**GIVEN RECORDS**
● ● ● ●

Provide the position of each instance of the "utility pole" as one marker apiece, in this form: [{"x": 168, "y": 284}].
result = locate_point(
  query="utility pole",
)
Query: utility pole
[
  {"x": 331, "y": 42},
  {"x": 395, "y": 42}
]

● ● ● ●

**AIM OF THE TASK**
Reproduce the records above verbatim, keeping every line in its original form and order.

**TASK RESULT**
Provide the position of each instance of the "utility pole" as one marker apiece, in this form: [{"x": 168, "y": 284}].
result = locate_point(
  query="utility pole",
)
Query: utility pole
[
  {"x": 331, "y": 42},
  {"x": 395, "y": 42}
]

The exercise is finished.